======== Supplied passage ========
Her AI research assistant, however, does not always knock it out of the park on its first attempt.
“Sometimes I actually don't like the response and I ask it to think again,” she says. “When you're using Chat GPT or you're using any of these generative AI tools, they sometimes say ‘I'm thinking’ and you can actually push it to think more. Say ‘I need a better response than that.’”
She also uses Copilot to take notes and transcriptions in meetings.
For all of these uses, Bali stresses that AI is not a substitute for human judgement.
“I don’t completely trust the technology,” she says. “There has to be a human in the loop. You can’t let it make decisions on your behalf. You still have to review its output.”
Using AI in your organization
Every business may already be using some kind of AI, says Bali, whether it’s an older form like machine learning or a newer one like ChatGPT. But AI may not be needed for everything.
“It’s important to understand whether AI will actually solve a problem in your organization and you’re not chasing a shiny object that everyone is talking about,” she says.
“Business leaders are getting pressured to embed AI into processes, but if the existing processes are incomplete or bad then adding AI just makes it an expensive bad process.”
Bali divides business uses of AI into three levels.
1. Boosting everyday productivity
This is using the same AI tools Bali uses herself, like Copilot, ChatGPT and Gemini, across an entire business.
“This is day-to-day productivity where you start using tools like Gemini or Copilot on inbox management or transcribing your meetings,” she says. “Or you’re using Copilot in Excel to do some simple calculations or you're using it on Word documents to create content.”
======== Supplied information ========
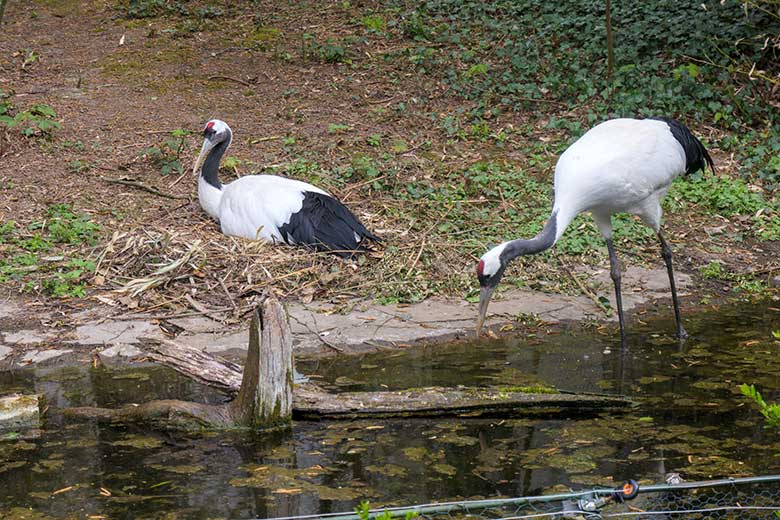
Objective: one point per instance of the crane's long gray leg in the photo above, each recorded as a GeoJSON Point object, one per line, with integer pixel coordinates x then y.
{"type": "Point", "coordinates": [666, 253]}
{"type": "Point", "coordinates": [614, 272]}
========
• Your tasks:
- a) From the AI article, echo back the stretch from "Bali divides business" through "an entire business." word for word.
- b) Name every AI tool the AI article mentions by name.
- c) In the AI article, what does Bali say adding AI to incomplete or bad existing processes turns them into?

• Answers by item:
- a)
Bali divides business uses of AI into three levels.
1. Boosting everyday productivity
This is using the same AI tools Bali uses herself, like Copilot, ChatGPT and Gemini, across an entire business.

- b) ChatGPT, Copilot, Gemini

- c) An expensive bad process.